Only the lines from the line containing "Target: dog's pink tongue" to the end of the entries should be repeated, exactly as they appear.
** Opening SOURCE DATA block **
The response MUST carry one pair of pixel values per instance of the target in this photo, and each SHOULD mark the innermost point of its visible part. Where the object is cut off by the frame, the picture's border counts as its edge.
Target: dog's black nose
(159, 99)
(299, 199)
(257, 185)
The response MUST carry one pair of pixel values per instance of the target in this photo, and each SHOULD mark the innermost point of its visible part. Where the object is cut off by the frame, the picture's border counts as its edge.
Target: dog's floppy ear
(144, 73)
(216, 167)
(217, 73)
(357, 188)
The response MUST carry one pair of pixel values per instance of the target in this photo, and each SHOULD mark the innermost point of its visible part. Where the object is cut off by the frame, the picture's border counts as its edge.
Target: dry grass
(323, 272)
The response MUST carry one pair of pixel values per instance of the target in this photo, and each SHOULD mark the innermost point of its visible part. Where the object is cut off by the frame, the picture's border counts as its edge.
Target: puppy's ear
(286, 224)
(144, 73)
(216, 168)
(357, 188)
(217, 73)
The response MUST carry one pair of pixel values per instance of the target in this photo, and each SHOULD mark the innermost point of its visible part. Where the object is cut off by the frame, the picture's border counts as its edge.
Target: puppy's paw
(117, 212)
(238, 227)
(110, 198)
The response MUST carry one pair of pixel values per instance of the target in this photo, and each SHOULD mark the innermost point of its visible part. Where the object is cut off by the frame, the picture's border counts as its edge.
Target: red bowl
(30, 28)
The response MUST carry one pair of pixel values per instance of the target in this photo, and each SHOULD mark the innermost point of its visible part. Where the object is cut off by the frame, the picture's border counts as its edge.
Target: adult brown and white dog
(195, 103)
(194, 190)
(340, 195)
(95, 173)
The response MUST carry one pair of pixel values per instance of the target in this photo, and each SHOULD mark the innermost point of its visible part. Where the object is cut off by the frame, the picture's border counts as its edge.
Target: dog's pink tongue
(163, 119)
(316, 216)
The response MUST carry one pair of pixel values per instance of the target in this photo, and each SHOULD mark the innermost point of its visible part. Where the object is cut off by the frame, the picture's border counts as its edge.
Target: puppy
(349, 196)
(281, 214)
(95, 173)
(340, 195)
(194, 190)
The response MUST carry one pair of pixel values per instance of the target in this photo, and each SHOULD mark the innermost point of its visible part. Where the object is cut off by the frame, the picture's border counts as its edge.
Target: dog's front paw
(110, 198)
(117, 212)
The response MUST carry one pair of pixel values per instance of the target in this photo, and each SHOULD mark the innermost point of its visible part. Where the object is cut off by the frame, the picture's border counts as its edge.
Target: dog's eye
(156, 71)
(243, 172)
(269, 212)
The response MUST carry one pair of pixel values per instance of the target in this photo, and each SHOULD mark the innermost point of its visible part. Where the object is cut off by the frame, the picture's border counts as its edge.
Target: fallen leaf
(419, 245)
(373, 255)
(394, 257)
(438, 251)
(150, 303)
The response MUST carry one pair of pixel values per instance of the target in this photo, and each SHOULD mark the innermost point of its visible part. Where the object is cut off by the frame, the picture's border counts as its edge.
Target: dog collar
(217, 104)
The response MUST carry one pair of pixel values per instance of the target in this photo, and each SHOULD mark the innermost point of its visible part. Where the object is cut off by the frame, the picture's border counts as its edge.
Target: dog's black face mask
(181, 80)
** Closing SOURCE DATA block **
▶ **ANSWER BOX**
Target: dog's pink tongue
(163, 119)
(316, 216)
The response MUST carry one pair of pixel values per instance of the target in this photo, and each SHOULD mark the innermost point of its visible part. Where the object is cut off by the frame, the picture's border counts as its edge.
Target: puppy
(349, 196)
(281, 214)
(95, 173)
(340, 195)
(194, 190)
The response MUST carry one pair of pixel values per instance of the target in this photo, and each SHOULD mark the innermost point of its visible part. Where the object is cut off by the frame, the picture's border counts as its edge.
Target: dog's front paw
(110, 198)
(117, 212)
The response MUST carry one pair of pixel values per instance of the target in this photo, and each SHOULD mark the innermost point of its visible part. Where the object is cut off by the frame, the picture's border counts as its edge.
Target: dog's eye
(156, 71)
(243, 172)
(269, 212)
The response MUST carry one pair of pixel values per instance of the target in this photo, and each SHOULD mark the innermost point of its visible part. Where the object is cut off by the frame, the picture's border counts as its edge.
Target: fallen leaf
(419, 245)
(373, 255)
(394, 257)
(438, 251)
(150, 303)
The response MUST carry one pair of pixel values per instance of the target in this photo, and each SHOULD mark the innermost point of its visible part. Where the object is cut off by the frame, the picture's border counts as its edge.
Target: dog collar
(217, 104)
The response MUST carry one pair of pixel values per instance of the target in this photo, and each SHOULD mark the innermost point of its visible part. Where the object is cut off by the frame, the picture's border counts as its edge.
Target: dog's black face mask
(181, 80)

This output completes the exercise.